┌─ SUPPLIED RECORDS

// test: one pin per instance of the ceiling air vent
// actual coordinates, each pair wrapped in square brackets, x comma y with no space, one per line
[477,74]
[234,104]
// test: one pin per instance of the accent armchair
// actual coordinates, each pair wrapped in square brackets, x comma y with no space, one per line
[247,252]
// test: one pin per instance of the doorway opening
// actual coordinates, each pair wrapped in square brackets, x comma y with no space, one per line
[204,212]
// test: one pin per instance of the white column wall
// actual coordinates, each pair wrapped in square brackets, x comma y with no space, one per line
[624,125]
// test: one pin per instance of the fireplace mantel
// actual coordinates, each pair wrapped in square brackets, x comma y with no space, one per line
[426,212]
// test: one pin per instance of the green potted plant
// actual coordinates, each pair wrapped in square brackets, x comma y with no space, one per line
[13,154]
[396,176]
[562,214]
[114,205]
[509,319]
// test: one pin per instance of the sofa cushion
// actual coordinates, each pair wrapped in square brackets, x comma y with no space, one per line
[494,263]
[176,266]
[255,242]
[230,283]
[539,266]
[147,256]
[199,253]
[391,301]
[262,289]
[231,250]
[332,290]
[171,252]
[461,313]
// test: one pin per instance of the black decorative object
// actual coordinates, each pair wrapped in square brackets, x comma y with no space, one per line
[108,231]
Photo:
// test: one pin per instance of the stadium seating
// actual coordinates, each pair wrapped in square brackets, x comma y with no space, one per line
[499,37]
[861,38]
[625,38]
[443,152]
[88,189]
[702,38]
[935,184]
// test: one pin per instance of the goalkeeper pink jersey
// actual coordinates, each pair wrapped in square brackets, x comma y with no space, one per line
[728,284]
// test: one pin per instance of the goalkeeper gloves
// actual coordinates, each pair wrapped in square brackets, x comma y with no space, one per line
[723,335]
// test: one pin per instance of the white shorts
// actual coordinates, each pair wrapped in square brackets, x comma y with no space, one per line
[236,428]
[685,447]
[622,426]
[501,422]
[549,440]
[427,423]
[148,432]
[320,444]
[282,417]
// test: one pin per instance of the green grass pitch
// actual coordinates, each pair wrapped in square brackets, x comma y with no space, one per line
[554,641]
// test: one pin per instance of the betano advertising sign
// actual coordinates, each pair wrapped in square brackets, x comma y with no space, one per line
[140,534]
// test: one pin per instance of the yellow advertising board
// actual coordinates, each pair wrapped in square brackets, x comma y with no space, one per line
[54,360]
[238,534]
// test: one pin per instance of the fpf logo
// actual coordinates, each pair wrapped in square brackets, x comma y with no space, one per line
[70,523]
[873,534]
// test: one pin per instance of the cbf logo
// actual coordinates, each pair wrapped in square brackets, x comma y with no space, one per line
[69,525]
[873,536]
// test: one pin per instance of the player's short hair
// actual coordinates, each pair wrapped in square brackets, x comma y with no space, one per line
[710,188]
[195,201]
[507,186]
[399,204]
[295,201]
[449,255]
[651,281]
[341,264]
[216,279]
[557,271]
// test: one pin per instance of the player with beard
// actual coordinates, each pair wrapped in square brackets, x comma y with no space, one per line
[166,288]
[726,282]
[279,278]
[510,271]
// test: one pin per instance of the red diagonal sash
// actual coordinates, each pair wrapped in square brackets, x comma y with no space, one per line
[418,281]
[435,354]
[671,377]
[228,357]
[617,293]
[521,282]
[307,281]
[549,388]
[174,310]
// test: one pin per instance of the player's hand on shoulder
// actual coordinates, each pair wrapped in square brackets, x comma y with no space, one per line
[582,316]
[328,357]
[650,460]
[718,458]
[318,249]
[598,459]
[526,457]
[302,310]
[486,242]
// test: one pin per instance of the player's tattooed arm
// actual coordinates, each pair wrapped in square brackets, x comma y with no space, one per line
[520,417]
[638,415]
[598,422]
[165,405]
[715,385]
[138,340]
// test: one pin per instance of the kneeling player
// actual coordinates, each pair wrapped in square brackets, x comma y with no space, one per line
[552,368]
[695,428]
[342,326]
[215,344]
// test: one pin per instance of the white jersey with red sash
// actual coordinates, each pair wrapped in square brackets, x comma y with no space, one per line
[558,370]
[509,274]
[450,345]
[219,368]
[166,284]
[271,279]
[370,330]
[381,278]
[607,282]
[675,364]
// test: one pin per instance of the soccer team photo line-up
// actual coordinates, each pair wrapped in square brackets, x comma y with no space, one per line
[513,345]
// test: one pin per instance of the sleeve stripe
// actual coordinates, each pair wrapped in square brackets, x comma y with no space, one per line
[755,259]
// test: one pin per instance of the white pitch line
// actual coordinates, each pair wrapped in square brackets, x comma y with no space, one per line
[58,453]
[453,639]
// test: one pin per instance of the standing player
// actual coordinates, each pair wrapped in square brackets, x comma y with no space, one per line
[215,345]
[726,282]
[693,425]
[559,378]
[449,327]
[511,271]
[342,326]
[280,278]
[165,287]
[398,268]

└─

*YOUR GOAL:* Which lines of the data above contain "jersey"? Copy each one.

*THE COMPLETED TASK:*
// test: one pin per instance of the goalkeeper pink jersey
// test: one pin per instance of the white jersey with red sash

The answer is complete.